Only the lines from the one containing "TARGET: woman's shorts" to the end of the records belong in the output; print them exactly.
────────────────
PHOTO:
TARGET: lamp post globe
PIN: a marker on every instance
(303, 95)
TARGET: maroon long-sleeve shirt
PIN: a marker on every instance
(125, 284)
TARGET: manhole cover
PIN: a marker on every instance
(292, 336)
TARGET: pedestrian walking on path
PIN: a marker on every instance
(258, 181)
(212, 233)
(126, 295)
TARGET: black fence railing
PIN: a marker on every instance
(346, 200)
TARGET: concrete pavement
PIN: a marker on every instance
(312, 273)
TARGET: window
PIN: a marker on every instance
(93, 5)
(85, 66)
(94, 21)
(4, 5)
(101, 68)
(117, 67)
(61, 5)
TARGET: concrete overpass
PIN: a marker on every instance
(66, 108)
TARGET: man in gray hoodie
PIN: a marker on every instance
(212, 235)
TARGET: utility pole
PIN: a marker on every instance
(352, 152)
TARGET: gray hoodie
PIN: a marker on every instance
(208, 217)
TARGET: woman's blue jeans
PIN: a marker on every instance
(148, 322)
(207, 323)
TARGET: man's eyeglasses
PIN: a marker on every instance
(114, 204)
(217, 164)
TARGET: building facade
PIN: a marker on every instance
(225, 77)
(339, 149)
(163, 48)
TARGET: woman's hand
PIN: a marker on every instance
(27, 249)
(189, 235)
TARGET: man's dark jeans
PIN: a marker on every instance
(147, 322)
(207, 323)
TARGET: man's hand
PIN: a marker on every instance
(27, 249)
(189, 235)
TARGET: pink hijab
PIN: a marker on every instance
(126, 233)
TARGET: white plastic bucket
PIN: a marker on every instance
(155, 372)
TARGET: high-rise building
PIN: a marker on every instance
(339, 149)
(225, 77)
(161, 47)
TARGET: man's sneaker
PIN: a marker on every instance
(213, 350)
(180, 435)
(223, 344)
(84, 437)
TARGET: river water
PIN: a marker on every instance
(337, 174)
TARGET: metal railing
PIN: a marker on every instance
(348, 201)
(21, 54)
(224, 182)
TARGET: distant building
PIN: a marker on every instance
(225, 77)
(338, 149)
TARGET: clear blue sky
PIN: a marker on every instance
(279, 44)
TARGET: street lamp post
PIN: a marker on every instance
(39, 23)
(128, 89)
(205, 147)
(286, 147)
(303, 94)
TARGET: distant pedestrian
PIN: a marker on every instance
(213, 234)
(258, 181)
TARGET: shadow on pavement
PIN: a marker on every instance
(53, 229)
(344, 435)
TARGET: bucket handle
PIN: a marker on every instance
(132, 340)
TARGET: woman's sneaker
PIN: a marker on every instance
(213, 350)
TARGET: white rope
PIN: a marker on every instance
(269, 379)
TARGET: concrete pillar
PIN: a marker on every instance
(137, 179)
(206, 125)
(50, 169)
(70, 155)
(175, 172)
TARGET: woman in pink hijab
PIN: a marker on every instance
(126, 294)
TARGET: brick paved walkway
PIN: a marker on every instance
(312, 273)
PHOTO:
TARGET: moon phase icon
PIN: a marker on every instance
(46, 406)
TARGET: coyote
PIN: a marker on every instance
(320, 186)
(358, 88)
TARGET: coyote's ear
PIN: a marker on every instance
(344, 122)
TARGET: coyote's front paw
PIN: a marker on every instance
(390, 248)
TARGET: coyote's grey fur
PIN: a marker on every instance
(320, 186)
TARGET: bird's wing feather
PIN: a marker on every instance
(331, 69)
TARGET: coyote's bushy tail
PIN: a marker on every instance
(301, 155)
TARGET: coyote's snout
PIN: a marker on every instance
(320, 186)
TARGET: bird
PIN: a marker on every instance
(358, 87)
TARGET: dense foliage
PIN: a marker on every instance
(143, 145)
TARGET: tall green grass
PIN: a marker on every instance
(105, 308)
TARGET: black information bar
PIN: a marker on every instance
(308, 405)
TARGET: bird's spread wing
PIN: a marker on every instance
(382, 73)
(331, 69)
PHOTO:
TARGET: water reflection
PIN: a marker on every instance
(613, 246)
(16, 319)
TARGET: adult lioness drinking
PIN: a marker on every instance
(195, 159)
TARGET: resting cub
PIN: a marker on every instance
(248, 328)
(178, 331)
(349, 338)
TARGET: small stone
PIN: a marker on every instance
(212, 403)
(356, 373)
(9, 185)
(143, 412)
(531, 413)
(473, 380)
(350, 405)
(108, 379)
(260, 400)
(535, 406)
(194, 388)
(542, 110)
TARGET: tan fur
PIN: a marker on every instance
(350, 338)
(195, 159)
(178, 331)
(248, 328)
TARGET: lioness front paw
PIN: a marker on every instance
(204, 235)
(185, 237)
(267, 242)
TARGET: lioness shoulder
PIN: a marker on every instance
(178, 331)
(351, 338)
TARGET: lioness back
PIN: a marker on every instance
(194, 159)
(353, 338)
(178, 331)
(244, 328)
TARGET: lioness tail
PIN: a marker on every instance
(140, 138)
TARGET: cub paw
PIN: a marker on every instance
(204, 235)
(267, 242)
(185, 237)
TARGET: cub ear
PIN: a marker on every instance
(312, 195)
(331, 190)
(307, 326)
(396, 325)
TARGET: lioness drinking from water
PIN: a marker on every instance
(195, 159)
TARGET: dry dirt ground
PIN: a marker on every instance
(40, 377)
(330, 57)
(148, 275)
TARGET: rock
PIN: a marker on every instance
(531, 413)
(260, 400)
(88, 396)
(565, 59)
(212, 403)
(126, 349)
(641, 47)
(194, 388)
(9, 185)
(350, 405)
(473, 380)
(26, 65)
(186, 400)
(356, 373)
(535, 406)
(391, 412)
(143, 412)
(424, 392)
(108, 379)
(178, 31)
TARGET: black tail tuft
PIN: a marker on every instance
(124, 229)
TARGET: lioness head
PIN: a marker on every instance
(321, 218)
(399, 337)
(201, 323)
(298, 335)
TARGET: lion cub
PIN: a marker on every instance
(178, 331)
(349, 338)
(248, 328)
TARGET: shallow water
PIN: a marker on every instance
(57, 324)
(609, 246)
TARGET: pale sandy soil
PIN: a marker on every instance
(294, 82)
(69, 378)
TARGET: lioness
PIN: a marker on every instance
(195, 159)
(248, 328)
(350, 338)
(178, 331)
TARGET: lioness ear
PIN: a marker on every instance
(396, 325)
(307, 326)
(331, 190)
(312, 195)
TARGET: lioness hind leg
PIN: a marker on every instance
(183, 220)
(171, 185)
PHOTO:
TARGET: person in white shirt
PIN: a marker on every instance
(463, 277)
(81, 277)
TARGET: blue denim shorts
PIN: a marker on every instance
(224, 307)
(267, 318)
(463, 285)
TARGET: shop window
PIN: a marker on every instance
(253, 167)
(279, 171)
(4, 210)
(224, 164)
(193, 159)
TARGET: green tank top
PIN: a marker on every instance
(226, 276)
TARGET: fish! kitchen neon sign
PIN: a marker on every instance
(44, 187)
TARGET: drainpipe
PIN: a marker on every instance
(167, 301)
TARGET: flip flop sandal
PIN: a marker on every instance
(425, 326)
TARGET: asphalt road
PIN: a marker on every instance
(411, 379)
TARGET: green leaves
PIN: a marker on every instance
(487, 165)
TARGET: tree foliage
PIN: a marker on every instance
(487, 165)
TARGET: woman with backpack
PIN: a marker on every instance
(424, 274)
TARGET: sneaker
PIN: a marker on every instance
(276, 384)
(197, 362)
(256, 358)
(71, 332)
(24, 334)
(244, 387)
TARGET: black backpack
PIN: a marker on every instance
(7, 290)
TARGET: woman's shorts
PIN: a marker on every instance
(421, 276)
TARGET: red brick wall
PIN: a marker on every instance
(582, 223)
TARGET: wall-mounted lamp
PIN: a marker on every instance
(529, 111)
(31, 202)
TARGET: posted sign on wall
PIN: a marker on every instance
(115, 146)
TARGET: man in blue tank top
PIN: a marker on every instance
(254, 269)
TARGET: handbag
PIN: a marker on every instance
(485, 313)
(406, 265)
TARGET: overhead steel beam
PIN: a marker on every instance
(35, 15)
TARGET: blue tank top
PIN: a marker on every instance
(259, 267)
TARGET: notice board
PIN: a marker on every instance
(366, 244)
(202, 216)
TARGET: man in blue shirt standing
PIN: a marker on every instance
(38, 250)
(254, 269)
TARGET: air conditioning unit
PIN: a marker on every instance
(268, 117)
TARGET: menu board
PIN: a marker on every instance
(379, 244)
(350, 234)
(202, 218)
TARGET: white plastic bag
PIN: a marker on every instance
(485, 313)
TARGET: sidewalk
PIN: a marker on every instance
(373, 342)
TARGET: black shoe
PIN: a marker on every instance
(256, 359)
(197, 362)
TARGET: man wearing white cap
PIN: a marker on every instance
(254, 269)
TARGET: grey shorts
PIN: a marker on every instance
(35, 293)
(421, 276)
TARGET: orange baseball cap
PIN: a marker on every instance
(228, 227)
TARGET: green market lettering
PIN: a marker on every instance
────────────────
## [Worked solution]
TARGET: woman's shorts
PIN: a marker on every instance
(421, 276)
TARGET: red brick wall
PIN: a marker on every instance
(582, 223)
TARGET: wall-mounted lamp
PIN: a marker on every instance
(529, 111)
(31, 202)
TARGET: posted sign on wall
PIN: a marker on every instance
(115, 146)
TARGET: man in blue tank top
PIN: a marker on every instance
(254, 269)
TARGET: handbag
PIN: a marker on every instance
(485, 313)
(406, 265)
TARGET: overhead steel beam
PIN: a marker on every instance
(35, 15)
TARGET: blue tank top
PIN: a marker on every instance
(259, 267)
TARGET: notice board
PIN: a marker on every instance
(366, 244)
(202, 216)
TARGET: man in blue shirt standing
PIN: a marker on every instance
(38, 250)
(254, 269)
TARGET: air conditioning unit
PIN: a marker on every instance
(268, 117)
TARGET: menu board
PIN: a marker on every instance
(379, 244)
(350, 234)
(202, 218)
TARGET: white plastic bag
PIN: a marker on every instance
(485, 313)
TARGET: sidewalk
PIN: a marker on every instance
(373, 342)
TARGET: black shoe
PIN: a marker on every instance
(256, 359)
(197, 362)
TARGET: man wearing white cap
PIN: a marker on every instance
(254, 269)
TARGET: grey shorts
PIN: a marker on every instance
(35, 293)
(421, 276)
TARGET: orange baseball cap
PIN: a marker on every instance
(228, 227)
TARGET: green market lettering
PIN: a marker on every instance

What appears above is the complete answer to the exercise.